All’inizio pensavo fosse una questione di costume. Ho guardato i miei costumi. Hanno tutti una storia, le più belle sono quelle di quelli scoloriti. Va da se, per le storie di mare, che più sale e più sole siano componenti fondamentali. Quello rosso, adesso di un rosso pallido, è il veterano. Abbiamo nuotato, camminato, saltato, dormito, guidato, pedalato, riso, scopato, insieme.
Pensavo fosse una storia di costumi. Quindi ne ho comprato uno nuovo. Anche in vista di settembre. Mi piace immaginarmi a settembre al mare. È uno sfrontato ottimismo che mi aggrada. Ho preso un costume comodo, un tessuto facile, una trama simpatica.
Ma non è cambiato nulla. In effetti, si poteva capire non fosse il costume, il problema. Ma mi piaceva immaginare che comprando un costume si potessero risolvere grandi questioni.
Allora ho provato con il gin tonic. A volte, a Milano, funziona. Bere gin tonic intendo.
Ho trovato un bar dove ne fanno di umani. Lo prendo con il limone. Ma non succede niente.
Allora ho provato con la playlist. Ho cambiato musica. È come cambiare aria alla mente. Aprendo finestre. Ma niente.

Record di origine
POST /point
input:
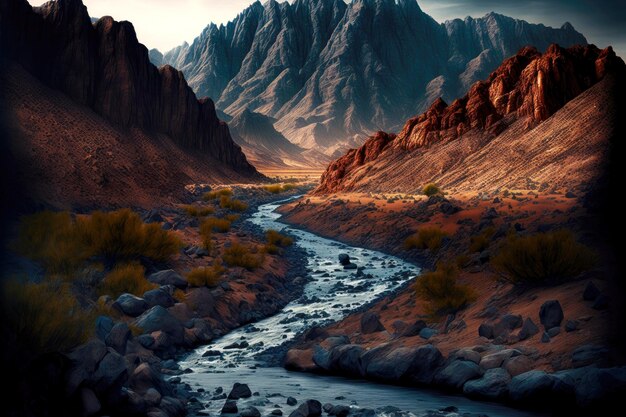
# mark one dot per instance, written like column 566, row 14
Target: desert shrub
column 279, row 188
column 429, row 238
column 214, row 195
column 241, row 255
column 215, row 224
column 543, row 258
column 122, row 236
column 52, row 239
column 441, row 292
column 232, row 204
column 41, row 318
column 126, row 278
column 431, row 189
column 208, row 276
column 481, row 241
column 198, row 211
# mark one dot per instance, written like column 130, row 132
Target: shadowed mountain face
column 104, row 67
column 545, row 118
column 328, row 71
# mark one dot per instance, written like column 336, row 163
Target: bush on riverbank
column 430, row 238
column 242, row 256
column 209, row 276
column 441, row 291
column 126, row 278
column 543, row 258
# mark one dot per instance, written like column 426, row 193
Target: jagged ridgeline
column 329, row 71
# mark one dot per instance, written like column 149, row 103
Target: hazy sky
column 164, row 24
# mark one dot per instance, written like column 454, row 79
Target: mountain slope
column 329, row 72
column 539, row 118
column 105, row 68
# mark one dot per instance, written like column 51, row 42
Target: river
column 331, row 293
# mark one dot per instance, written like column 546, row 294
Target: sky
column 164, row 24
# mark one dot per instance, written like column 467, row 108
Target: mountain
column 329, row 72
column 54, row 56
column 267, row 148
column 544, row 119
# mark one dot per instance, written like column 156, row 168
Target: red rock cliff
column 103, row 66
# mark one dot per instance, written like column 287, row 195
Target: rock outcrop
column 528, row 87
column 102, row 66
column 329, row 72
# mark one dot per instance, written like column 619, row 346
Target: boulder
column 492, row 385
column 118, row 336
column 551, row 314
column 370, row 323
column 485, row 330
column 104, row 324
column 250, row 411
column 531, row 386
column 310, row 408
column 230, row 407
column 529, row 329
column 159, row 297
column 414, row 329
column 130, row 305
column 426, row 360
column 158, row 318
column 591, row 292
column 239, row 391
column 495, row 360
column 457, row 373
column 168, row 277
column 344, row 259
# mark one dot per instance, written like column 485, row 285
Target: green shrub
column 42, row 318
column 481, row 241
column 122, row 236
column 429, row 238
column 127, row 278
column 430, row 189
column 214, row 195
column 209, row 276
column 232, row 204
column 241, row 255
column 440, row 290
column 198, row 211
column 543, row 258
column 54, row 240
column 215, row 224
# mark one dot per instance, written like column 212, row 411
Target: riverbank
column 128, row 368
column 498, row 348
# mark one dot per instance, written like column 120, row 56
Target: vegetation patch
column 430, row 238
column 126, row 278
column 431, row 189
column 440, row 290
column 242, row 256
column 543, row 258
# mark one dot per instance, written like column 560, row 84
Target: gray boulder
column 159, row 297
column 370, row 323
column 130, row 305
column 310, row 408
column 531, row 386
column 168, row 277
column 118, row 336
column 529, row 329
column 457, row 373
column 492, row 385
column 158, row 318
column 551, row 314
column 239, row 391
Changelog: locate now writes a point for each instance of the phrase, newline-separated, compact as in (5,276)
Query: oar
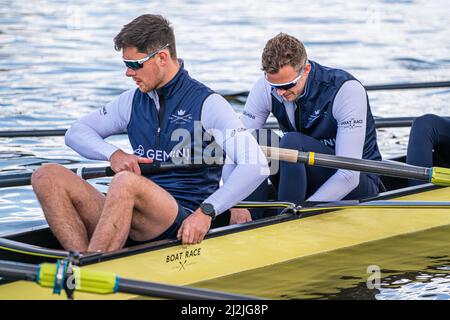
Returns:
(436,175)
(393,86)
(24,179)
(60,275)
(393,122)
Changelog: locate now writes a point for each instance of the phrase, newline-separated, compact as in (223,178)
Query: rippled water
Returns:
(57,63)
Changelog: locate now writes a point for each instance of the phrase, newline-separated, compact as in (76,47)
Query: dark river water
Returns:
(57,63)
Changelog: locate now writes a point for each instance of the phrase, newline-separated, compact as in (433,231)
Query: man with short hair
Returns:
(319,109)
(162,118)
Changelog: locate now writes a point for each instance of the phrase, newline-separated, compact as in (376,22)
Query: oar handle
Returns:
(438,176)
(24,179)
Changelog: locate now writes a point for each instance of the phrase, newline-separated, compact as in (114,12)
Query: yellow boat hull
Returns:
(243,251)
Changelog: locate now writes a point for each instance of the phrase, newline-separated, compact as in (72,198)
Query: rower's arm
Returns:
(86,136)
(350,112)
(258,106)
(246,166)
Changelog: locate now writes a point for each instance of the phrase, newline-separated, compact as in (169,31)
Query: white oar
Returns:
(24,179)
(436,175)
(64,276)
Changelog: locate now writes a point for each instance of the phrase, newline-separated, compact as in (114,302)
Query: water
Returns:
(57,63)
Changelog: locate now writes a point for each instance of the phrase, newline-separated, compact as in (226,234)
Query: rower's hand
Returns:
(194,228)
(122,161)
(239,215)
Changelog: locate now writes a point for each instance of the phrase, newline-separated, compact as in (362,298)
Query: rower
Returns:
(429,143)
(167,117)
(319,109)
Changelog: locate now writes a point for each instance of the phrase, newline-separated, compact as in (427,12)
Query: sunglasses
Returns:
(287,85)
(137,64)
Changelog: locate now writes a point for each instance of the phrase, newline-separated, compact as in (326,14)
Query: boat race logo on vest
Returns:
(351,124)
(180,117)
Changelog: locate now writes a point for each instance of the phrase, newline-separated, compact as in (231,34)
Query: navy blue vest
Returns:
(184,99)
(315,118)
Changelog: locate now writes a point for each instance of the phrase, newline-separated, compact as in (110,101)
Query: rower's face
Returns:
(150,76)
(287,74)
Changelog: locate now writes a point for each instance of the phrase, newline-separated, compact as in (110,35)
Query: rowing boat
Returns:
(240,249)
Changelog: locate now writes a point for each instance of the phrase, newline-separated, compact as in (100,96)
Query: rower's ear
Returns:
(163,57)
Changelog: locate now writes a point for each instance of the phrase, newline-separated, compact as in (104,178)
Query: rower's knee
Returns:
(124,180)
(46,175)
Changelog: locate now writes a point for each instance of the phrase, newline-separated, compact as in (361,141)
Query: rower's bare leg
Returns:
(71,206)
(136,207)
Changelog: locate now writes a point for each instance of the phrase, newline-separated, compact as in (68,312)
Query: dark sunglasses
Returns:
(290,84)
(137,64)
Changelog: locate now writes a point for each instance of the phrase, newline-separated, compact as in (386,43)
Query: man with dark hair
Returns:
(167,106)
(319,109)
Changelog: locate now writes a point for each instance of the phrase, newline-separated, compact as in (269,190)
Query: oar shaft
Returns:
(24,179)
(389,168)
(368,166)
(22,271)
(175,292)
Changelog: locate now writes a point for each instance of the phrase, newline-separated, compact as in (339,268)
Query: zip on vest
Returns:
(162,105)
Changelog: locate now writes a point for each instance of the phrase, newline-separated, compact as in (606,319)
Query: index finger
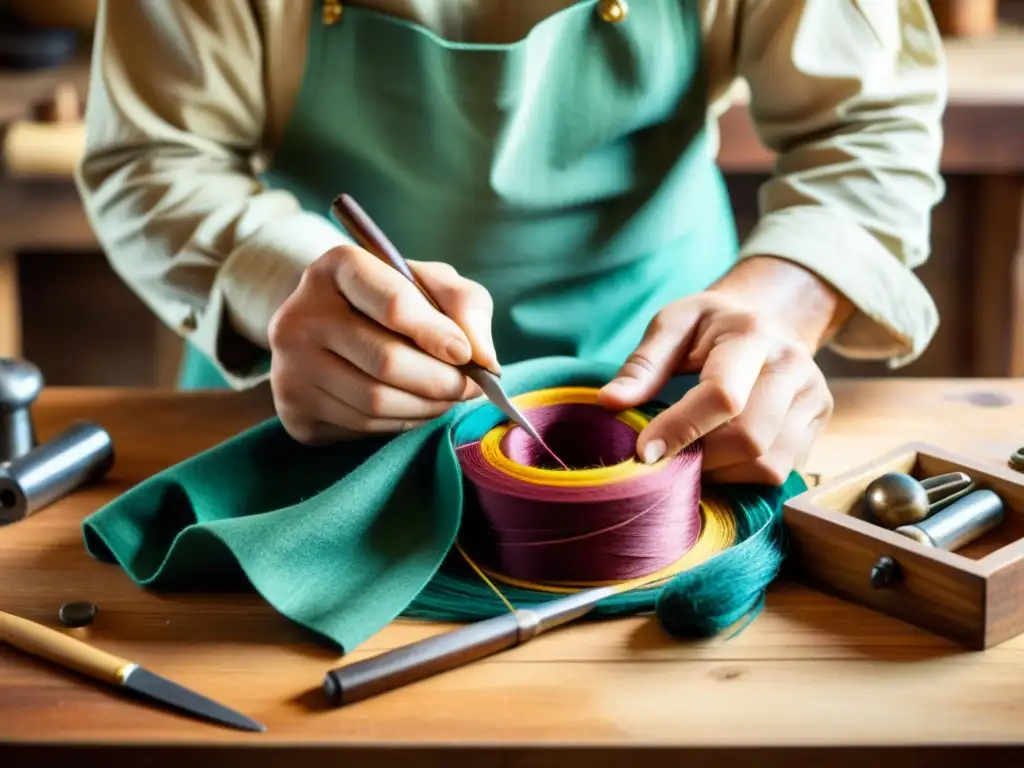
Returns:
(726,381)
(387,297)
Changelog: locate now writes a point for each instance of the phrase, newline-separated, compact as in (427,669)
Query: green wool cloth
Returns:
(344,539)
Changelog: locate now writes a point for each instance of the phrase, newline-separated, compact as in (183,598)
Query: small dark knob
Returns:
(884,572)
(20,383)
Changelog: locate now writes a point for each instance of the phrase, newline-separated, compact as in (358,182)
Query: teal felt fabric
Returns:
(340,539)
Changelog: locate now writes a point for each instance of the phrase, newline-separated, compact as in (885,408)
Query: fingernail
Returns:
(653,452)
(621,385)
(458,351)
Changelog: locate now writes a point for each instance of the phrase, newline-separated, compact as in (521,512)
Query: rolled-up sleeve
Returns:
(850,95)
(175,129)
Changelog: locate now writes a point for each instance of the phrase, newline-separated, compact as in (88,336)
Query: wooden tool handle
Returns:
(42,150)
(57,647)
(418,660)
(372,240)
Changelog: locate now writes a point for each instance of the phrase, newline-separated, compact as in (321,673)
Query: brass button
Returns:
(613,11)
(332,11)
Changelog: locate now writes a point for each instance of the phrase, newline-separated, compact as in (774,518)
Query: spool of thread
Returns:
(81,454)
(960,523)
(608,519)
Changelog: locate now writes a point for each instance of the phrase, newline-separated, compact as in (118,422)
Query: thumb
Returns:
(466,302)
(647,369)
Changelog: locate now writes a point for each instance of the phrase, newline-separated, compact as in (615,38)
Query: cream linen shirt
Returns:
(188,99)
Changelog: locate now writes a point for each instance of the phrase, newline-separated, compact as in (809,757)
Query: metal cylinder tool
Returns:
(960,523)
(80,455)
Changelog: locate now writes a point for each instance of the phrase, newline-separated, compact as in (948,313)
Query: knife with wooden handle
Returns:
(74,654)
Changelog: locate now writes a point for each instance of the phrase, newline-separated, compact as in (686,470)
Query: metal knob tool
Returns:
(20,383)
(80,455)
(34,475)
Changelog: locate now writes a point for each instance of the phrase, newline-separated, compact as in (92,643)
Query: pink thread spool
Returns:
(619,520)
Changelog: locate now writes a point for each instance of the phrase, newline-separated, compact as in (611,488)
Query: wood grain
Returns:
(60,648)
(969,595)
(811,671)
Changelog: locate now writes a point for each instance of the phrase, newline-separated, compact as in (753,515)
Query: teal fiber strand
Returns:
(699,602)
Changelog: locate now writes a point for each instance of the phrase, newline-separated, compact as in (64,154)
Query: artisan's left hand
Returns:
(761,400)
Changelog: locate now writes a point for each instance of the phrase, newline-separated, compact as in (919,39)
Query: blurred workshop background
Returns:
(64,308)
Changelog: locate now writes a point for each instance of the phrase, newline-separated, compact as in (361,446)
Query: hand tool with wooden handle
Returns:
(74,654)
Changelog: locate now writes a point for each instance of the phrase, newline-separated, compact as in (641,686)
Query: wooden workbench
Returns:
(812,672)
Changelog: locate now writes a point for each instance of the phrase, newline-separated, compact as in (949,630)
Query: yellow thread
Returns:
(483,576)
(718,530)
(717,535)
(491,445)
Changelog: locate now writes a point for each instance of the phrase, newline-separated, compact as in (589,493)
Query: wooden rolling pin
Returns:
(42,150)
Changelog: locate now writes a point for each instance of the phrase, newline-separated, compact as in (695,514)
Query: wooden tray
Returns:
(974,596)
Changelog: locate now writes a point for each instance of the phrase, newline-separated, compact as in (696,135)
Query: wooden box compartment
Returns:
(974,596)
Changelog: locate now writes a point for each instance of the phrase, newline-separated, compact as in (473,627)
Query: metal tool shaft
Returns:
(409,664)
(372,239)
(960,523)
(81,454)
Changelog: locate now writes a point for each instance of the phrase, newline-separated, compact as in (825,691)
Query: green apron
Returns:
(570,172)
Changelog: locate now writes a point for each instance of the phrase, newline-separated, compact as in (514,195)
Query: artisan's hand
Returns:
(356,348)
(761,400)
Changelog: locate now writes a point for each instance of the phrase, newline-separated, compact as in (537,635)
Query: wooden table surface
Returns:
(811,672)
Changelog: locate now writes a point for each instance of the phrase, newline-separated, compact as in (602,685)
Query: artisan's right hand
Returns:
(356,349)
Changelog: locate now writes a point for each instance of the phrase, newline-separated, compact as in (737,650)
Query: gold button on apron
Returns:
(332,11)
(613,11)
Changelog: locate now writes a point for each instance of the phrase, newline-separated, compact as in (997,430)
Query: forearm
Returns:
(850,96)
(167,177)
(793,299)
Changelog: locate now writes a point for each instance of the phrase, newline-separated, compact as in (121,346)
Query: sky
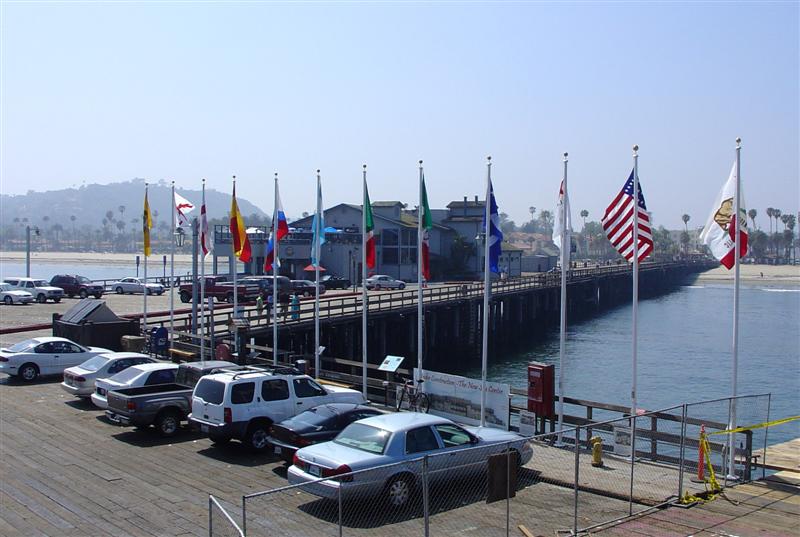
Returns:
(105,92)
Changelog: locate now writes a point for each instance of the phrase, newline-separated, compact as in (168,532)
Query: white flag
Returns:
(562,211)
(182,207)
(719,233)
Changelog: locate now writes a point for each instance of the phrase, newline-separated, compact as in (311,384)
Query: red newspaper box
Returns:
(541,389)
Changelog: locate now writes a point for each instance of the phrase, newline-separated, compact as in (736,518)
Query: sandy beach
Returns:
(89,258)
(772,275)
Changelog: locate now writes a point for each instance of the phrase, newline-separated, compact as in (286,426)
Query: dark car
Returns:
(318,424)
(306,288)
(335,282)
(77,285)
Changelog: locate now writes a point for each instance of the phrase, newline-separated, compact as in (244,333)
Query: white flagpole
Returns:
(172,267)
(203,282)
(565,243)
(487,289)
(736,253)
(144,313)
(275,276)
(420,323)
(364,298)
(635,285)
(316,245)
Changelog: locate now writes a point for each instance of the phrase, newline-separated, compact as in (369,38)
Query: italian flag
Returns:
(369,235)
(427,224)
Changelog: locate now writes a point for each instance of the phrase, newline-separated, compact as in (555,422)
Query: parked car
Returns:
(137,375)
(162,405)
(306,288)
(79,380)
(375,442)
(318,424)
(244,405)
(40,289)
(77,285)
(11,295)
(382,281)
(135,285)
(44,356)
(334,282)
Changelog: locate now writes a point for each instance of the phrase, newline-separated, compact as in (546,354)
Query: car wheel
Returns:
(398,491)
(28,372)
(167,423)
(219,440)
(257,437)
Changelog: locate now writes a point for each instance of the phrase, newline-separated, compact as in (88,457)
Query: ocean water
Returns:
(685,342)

- **CONSEGNA**:
Rispondi a queste domande sul brano scelto:
(a) Di che colore è il costume chiamato "il veterano"?
(b) Con che cosa viene preso il gin tonic nel bar trovato a Milano?
(c) Che cosa si prova a cambiare dopo il gin tonic?

- **RISULTATO CORRETTO**:
(a) È rosso, ora di un rosso pallido.
(b) Con il limone.
(c) La playlist, cioè la musica.